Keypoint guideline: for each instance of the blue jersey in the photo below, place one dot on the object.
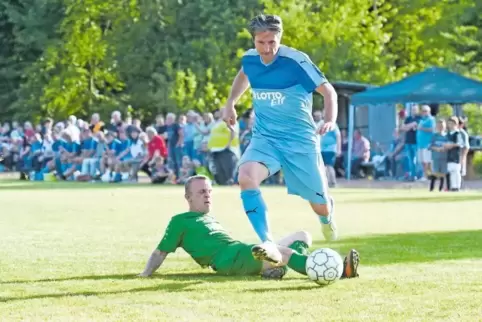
(283, 97)
(328, 140)
(424, 139)
(89, 144)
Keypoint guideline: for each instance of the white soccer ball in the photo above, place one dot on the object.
(324, 266)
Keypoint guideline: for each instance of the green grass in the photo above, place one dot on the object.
(62, 259)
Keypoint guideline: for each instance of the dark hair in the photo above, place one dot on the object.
(263, 22)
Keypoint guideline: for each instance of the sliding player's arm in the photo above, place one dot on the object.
(154, 262)
(170, 242)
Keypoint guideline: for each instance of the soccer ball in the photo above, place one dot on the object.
(324, 266)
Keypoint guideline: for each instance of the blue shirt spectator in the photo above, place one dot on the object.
(425, 129)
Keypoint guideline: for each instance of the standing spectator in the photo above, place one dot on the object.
(155, 148)
(330, 149)
(453, 148)
(189, 130)
(410, 129)
(47, 126)
(465, 148)
(96, 125)
(116, 123)
(73, 129)
(224, 147)
(361, 152)
(160, 125)
(425, 131)
(203, 129)
(28, 130)
(439, 155)
(175, 141)
(395, 155)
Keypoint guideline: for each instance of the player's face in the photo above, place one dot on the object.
(200, 196)
(267, 44)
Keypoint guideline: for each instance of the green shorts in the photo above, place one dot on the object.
(237, 260)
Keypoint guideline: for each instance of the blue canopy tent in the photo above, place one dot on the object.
(434, 85)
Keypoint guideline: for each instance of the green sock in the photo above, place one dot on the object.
(297, 262)
(300, 247)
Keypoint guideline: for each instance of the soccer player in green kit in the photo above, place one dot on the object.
(208, 243)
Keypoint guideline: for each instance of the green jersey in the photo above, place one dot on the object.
(202, 237)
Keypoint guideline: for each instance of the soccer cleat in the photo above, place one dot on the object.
(350, 265)
(267, 251)
(274, 273)
(329, 230)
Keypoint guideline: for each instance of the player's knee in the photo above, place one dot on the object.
(251, 175)
(305, 237)
(321, 209)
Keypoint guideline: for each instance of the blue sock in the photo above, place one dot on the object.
(327, 219)
(255, 208)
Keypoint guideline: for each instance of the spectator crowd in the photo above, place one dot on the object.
(178, 146)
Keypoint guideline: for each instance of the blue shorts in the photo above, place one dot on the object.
(329, 158)
(304, 173)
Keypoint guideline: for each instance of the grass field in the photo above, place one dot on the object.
(71, 252)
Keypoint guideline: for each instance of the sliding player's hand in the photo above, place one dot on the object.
(326, 127)
(229, 114)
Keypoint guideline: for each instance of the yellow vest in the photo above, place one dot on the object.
(219, 137)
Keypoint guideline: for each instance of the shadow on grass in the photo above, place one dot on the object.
(461, 197)
(169, 288)
(10, 185)
(284, 289)
(205, 277)
(412, 248)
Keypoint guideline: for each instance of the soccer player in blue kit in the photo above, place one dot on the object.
(285, 136)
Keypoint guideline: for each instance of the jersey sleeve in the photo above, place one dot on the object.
(172, 237)
(309, 75)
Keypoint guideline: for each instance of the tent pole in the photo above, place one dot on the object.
(351, 127)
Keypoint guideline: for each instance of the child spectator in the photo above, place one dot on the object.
(160, 172)
(454, 148)
(439, 155)
(186, 170)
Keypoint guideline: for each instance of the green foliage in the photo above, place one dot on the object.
(477, 163)
(61, 57)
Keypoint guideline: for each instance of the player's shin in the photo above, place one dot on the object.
(256, 211)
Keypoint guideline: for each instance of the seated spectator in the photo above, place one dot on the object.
(186, 171)
(395, 155)
(96, 125)
(48, 148)
(91, 166)
(199, 169)
(24, 163)
(155, 148)
(69, 151)
(88, 146)
(137, 151)
(160, 173)
(110, 157)
(360, 152)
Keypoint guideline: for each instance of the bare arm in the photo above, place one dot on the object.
(232, 133)
(154, 262)
(331, 101)
(338, 142)
(240, 85)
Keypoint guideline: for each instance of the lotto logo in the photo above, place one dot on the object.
(275, 98)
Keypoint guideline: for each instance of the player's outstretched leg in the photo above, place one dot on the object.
(299, 242)
(251, 174)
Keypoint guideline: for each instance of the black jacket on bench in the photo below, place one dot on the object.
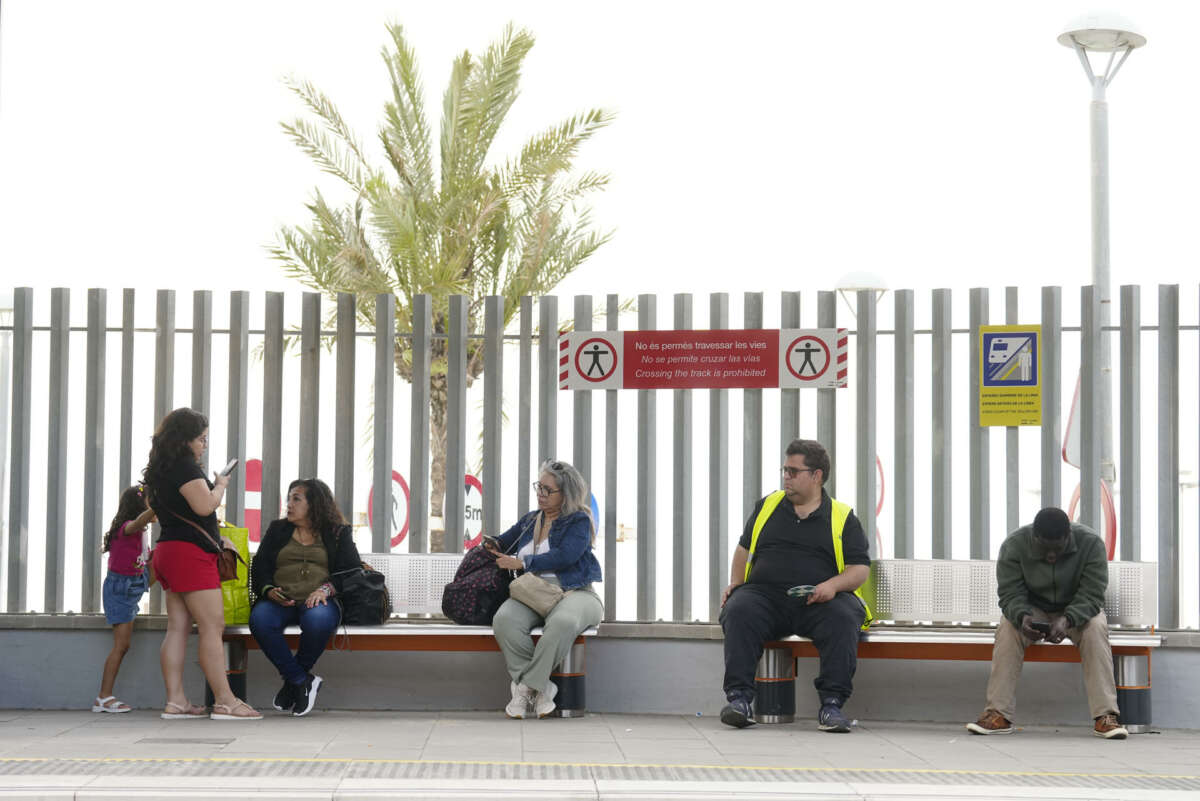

^^^^

**Task details:** Return all the lines above exactly; none of the pictures should appear.

**Answer to the problem:**
Keypoint guideline: for each instance of the blue jersey in the photo below, place one dot on the object.
(283, 97)
(328, 140)
(424, 139)
(89, 144)
Keypoint guideline: for each instance of the white soccer ball in the photo above, place one dot on the object.
(324, 266)
Keypoint guideline: for each instance of the green grass in the photo above, place one dot on the object.
(62, 259)
Keypoint guideline: for each instance of the dark hair in the photo above, place one dot on the object.
(263, 22)
Keypoint guideline: for each instance of the sliding player's arm in the photo above, place one dot on the object.
(154, 262)
(170, 242)
Keypoint guideline: for each instance of the soccer ball in the photo above, place one dot on the object.
(324, 266)
Keypoint guideline: for each instance of the blue shirt spectator in the photo above, place one dot on the object.
(425, 129)
Keypoint guideline: for each instance of the standing spectator in the photo above, place one dot on the object.
(155, 148)
(330, 149)
(453, 148)
(189, 130)
(410, 129)
(47, 126)
(465, 148)
(96, 125)
(116, 123)
(73, 129)
(224, 147)
(361, 152)
(160, 125)
(425, 131)
(203, 129)
(28, 130)
(439, 155)
(175, 141)
(395, 155)
Keypoint guideline: for each instance of the player's face in the photo above, place one dot on the object.
(200, 196)
(267, 44)
Keypoint guideline: for each instance of the green shorts in the photo above, place one dot on the object.
(237, 260)
Keypoint guideline: for each instance of the blue canopy tent in the photo above, place one dot on the object.
(434, 85)
Keypoint guideline: for each instance of the green sock in the photo above, place one dot on the object.
(297, 262)
(300, 247)
Keypoint guideline: for each instance of the soccer player in green kit in the photo above, place one dot on the object.
(208, 243)
Keypoint guideline: for each instance of the green jersey in the photo above, place one dot on the object.
(202, 237)
Keypoint guideline: for each instance of the soccer cleat in the photo above, place one dot on the object.
(350, 265)
(267, 251)
(274, 273)
(329, 230)
Keypoint guideline: for each instance of the player's knee in the photo above, place one dot on the object.
(251, 175)
(305, 237)
(321, 209)
Keypoint guideline: for each instance of the blue sock in the photo above, place one dot on the object.
(327, 219)
(255, 208)
Keypoint guideline: for each instance of the spectator crowd in the photo above, place one dot on the object.
(178, 146)
Keypoint guideline: for each instance of the blue shorts in the photo above, place one dot on the object.
(329, 158)
(304, 173)
Keypoint guideline: for each instance of the grass field in the photo above, place one dot on the object.
(71, 252)
Keypoint guideline: for each instance of the sliding player's hand in the photo above, place one dot on the object.
(326, 127)
(229, 114)
Keypoint guideline: for each instance of the yellow vest in the photo above, place one dot on the object.
(219, 137)
Keypoint guideline: for each instance of the shadow on grass in the photo above, place one dot on the object.
(461, 197)
(169, 288)
(10, 185)
(284, 289)
(205, 277)
(412, 248)
Keypoint guideline: for each instance of the soccer player in blue kit in the photo above, place one dot on the object.
(285, 136)
Keypoint guideline: for each instance of the jersey sleeve in the photo above, place one dot on the object.
(172, 237)
(309, 75)
Keypoint guideline: for each instance of the tent pole in the photo above, place one dot on the object.
(351, 127)
Keypoint guideline: for each instance of the child spectator in the photo above, place one dot on the object.
(160, 172)
(454, 148)
(439, 155)
(186, 170)
Keypoint guideline: for each instance of the green foliage in the photo above, place one dot on the object.
(477, 163)
(61, 57)
Keypoint guideline: for each instance of the player's shin in the photo above, place one dot on the object.
(256, 211)
Keypoint guideline: for each instance of the seated spectator in the photo above, place one dot on the object.
(186, 171)
(395, 155)
(96, 125)
(48, 148)
(91, 166)
(199, 169)
(24, 163)
(155, 148)
(69, 151)
(88, 146)
(137, 151)
(160, 173)
(110, 157)
(360, 152)
Keypoint guideline: for each instance of the bare arm in the photo above, place one dot on the object.
(232, 133)
(154, 262)
(331, 101)
(338, 142)
(240, 85)
Keypoint guideline: for each instance of the lotto logo in the photo above, place one dot on the object.
(275, 98)
Keypoint guideline: for each instance of the player's outstretched leg in the photo above, place one dot on the object.
(299, 242)
(251, 174)
Keypoint guideline: for each instance of the black jacket on bench in the photo below, place one dot on the object.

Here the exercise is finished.